• _JOB_
Your task is to output the entries below word for word.

--- Start of DATASET RECORDS ---

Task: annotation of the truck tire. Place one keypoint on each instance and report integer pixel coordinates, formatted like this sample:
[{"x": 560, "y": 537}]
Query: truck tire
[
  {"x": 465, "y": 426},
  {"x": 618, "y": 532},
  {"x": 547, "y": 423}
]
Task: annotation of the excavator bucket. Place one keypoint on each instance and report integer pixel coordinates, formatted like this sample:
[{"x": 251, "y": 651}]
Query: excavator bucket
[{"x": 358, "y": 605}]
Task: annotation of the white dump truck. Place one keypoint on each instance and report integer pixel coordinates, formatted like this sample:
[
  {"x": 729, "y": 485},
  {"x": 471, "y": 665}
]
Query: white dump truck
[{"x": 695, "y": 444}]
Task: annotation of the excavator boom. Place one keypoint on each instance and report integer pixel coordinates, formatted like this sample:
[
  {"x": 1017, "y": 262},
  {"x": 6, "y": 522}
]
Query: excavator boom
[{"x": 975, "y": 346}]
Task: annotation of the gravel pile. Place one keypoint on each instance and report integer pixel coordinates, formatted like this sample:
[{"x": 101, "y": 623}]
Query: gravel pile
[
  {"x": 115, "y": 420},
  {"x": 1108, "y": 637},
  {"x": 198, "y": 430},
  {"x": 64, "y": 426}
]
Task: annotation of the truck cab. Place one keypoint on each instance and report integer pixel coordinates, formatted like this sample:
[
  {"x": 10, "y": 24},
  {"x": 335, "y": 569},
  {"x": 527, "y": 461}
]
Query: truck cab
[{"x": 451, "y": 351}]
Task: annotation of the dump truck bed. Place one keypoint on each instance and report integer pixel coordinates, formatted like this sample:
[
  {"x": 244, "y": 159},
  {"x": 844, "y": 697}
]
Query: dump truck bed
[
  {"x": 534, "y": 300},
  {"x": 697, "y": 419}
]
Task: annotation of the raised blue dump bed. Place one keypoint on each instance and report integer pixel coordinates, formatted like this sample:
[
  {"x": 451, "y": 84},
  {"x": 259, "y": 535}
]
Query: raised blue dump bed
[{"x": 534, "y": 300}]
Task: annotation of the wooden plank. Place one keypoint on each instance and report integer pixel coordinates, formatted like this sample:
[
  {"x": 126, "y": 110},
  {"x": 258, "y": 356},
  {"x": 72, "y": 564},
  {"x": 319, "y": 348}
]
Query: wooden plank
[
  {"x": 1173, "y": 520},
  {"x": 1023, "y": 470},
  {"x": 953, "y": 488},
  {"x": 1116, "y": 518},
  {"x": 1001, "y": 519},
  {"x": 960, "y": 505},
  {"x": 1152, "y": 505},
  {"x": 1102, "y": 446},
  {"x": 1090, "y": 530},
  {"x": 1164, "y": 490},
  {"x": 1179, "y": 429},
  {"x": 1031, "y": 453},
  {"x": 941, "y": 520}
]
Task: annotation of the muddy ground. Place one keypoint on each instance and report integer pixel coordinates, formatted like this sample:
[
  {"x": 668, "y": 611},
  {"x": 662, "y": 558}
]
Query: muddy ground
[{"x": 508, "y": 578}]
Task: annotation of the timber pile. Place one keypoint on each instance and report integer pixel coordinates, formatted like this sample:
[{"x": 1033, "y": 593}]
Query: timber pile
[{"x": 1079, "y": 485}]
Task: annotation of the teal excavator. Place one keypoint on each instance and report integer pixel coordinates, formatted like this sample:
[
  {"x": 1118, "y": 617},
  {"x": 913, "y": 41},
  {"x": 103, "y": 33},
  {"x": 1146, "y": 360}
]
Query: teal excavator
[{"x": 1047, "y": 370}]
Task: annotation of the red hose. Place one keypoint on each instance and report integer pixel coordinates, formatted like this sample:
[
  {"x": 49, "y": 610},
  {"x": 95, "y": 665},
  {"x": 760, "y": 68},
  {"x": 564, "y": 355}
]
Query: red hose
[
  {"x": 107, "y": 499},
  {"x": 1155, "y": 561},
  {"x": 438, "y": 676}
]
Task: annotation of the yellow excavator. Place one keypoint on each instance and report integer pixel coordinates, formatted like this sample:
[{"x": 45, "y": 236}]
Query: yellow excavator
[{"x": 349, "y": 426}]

--- End of DATASET RECORDS ---

• _FINAL RESULT_
Task: annotation of the truck tire. Place one keypoint on each instance and report integer pixel coordinates, formatted like this sample:
[{"x": 560, "y": 537}]
Query: truck tire
[
  {"x": 465, "y": 426},
  {"x": 618, "y": 532},
  {"x": 547, "y": 423}
]
Task: annotation of the excavator bucket. Place one keypoint on each instance and report integer pixel coordinates, formatted like this sample:
[{"x": 251, "y": 651}]
Query: excavator bucket
[{"x": 358, "y": 605}]
Task: annotation of the white dump truck. Place one keypoint on each instance and report integer pixel coordinates, formatted like this sample:
[
  {"x": 729, "y": 485},
  {"x": 471, "y": 665}
]
Query: white dump truck
[{"x": 695, "y": 444}]
Task: annotation of the excavator boom. Place one keypoint on each instance and report integer pixel coordinates, formatted like this sample:
[
  {"x": 1017, "y": 262},
  {"x": 6, "y": 522}
]
Query: excavator boom
[{"x": 975, "y": 346}]
Task: annotation of the gravel pile. Place one keypoint on each instance and report integer pixel coordinates, formatted like this sample:
[{"x": 101, "y": 623}]
Query: gravel pile
[
  {"x": 115, "y": 420},
  {"x": 1108, "y": 637},
  {"x": 198, "y": 430},
  {"x": 64, "y": 426}
]
Task: annotation of the truck cab. Place one keypoint on each instance and report integer pixel coordinates, formatted like this sample:
[
  {"x": 10, "y": 24},
  {"x": 335, "y": 569},
  {"x": 527, "y": 461}
]
Query: truck cab
[{"x": 451, "y": 351}]
Task: annotation of the dump truck bed. Place one keypoint on each instance and report integer pixel coordinates, formatted like this sample:
[
  {"x": 244, "y": 159},
  {"x": 844, "y": 697}
]
Query: dump truck bed
[
  {"x": 534, "y": 300},
  {"x": 697, "y": 419}
]
Task: annotation of the raised blue dump bed. Place one keypoint on each instance and report integer pixel coordinates, formatted like this sample:
[
  {"x": 451, "y": 84},
  {"x": 259, "y": 535}
]
Query: raised blue dump bed
[{"x": 534, "y": 300}]
Task: annotation of the wooden plank. Place one keypoint on each instance and report integer pixel coordinates, formatted like this sample:
[
  {"x": 126, "y": 110},
  {"x": 258, "y": 356},
  {"x": 72, "y": 564},
  {"x": 319, "y": 348}
]
Query: wooden plank
[
  {"x": 1173, "y": 520},
  {"x": 1023, "y": 470},
  {"x": 953, "y": 488},
  {"x": 1116, "y": 518},
  {"x": 1001, "y": 519},
  {"x": 960, "y": 505},
  {"x": 1152, "y": 505},
  {"x": 1102, "y": 446},
  {"x": 1090, "y": 530},
  {"x": 1164, "y": 490},
  {"x": 1179, "y": 429},
  {"x": 1031, "y": 453},
  {"x": 941, "y": 520}
]
Task: annotation of the muddy ground. Place one keypoint on each instance and report integer pixel coordinates, formatted like this sample:
[
  {"x": 668, "y": 611},
  {"x": 662, "y": 558}
]
Query: muddy ground
[{"x": 508, "y": 578}]
Task: annotation of the timber pile. Place one keypoint on each instance and report integer pixel coordinates, formatted like this sample:
[{"x": 1033, "y": 593}]
Query: timber pile
[{"x": 1079, "y": 485}]
Task: annotation of the teal excavator. Place one keypoint on each instance and report integer pixel coordinates, formatted like this sample:
[
  {"x": 1118, "y": 617},
  {"x": 913, "y": 41},
  {"x": 103, "y": 33},
  {"x": 1146, "y": 360}
]
Query: teal excavator
[{"x": 1047, "y": 370}]
Task: annotation of the red hose. Place one keypoint on each instance and report integer pixel coordinates, formatted like this sample:
[
  {"x": 49, "y": 610},
  {"x": 95, "y": 665},
  {"x": 760, "y": 68},
  {"x": 564, "y": 355}
]
Query: red hose
[
  {"x": 107, "y": 499},
  {"x": 1155, "y": 561},
  {"x": 438, "y": 676}
]
Task: annotation of the yellow excavator. Place one keypoint on each instance and report integer pixel coordinates, formatted like this sample:
[{"x": 45, "y": 236}]
Query: yellow excavator
[{"x": 349, "y": 426}]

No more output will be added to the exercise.